* EXERCISE OBJECTIVE
Pictures are to be left out, and every entry repeated exactly.

[Dataset records]

[Start of section]

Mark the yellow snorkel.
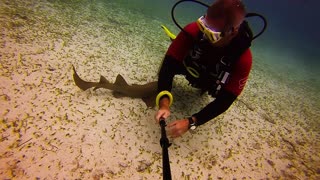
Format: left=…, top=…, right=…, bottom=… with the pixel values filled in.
left=161, top=25, right=176, bottom=41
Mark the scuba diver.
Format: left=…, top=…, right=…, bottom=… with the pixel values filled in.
left=155, top=0, right=266, bottom=138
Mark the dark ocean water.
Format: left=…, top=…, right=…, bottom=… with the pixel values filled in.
left=243, top=0, right=319, bottom=77
left=115, top=0, right=319, bottom=84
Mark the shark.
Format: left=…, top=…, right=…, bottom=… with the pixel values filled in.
left=72, top=65, right=158, bottom=108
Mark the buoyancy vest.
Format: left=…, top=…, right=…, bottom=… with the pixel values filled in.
left=183, top=21, right=253, bottom=97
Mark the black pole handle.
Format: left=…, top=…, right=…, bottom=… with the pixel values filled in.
left=159, top=118, right=172, bottom=180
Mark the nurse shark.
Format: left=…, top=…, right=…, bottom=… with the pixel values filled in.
left=72, top=65, right=158, bottom=108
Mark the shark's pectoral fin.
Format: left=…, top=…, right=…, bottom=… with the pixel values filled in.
left=142, top=95, right=156, bottom=108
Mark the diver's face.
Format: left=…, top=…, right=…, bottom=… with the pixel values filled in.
left=204, top=16, right=240, bottom=47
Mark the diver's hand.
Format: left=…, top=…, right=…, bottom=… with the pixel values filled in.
left=166, top=119, right=189, bottom=138
left=155, top=107, right=170, bottom=123
left=155, top=97, right=171, bottom=123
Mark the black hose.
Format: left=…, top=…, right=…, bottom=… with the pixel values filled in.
left=246, top=12, right=268, bottom=40
left=171, top=0, right=209, bottom=38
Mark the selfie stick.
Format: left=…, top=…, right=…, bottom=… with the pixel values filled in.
left=159, top=117, right=172, bottom=180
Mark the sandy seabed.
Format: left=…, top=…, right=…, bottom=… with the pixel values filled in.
left=0, top=0, right=319, bottom=179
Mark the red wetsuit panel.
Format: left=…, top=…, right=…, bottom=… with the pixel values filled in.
left=166, top=22, right=200, bottom=62
left=224, top=49, right=252, bottom=96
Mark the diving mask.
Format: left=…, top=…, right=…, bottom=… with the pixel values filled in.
left=196, top=16, right=223, bottom=44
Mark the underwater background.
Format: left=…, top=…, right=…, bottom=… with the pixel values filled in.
left=0, top=0, right=319, bottom=179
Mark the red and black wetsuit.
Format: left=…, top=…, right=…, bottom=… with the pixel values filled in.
left=158, top=22, right=252, bottom=126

[End of section]

* OUTPUT FOR THIS EXERCISE
Mark the yellow snorkel.
Format: left=…, top=…, right=…, bottom=… with the pixel values filled in.
left=161, top=25, right=176, bottom=41
Mark the scuba diver.
Format: left=…, top=…, right=…, bottom=… with the pixel values filled in.
left=155, top=0, right=266, bottom=138
Mark the dark ocean water.
Format: left=…, top=…, right=…, bottom=… with the pixel values filled in.
left=243, top=0, right=319, bottom=77
left=115, top=0, right=319, bottom=84
Mark the shark.
Format: left=…, top=…, right=…, bottom=… with the pixel values filled in.
left=72, top=65, right=158, bottom=108
Mark the buoyancy vest.
Format: left=…, top=…, right=…, bottom=… with the pixel values filled in.
left=183, top=21, right=253, bottom=97
Mark the black pole handle.
Format: left=…, top=…, right=…, bottom=… with the pixel values filled in.
left=159, top=118, right=172, bottom=180
Mark the nurse shark.
Format: left=…, top=…, right=…, bottom=… with the pixel values filled in.
left=72, top=65, right=158, bottom=108
Mark the shark's pectoral fin.
Format: left=…, top=…, right=…, bottom=… with the pixel values filled in.
left=142, top=95, right=156, bottom=108
Mark the diver's face.
Format: left=…, top=…, right=…, bottom=… with the pixel values filled in.
left=204, top=16, right=240, bottom=47
Mark the diver's hand.
Format: left=…, top=…, right=…, bottom=… with the pixel values filled in.
left=166, top=119, right=189, bottom=138
left=155, top=107, right=170, bottom=123
left=155, top=97, right=171, bottom=123
Mark the black hose.
Format: left=…, top=…, right=…, bottom=… with the pixel values filled in.
left=246, top=12, right=268, bottom=40
left=171, top=0, right=209, bottom=38
Mark the selfie stick.
Format: left=…, top=…, right=…, bottom=… with the pixel values filled in.
left=159, top=117, right=172, bottom=180
Mark the sandy seabed.
Format: left=…, top=…, right=…, bottom=… with the pixel values filled in.
left=0, top=0, right=319, bottom=179
Mark the red wetsuit panel.
Format: left=…, top=…, right=…, bottom=… with the pixel values filled in.
left=166, top=22, right=200, bottom=62
left=224, top=49, right=252, bottom=96
Mark the diving mask.
Format: left=…, top=…, right=…, bottom=… with the pixel values filled in.
left=196, top=16, right=223, bottom=44
Mark the underwater background.
Format: left=…, top=…, right=…, bottom=… with the pixel values filled in.
left=0, top=0, right=319, bottom=179
Mark the red and black wetsuit.
Format: left=…, top=…, right=…, bottom=… with the pixel values filled in.
left=158, top=22, right=252, bottom=126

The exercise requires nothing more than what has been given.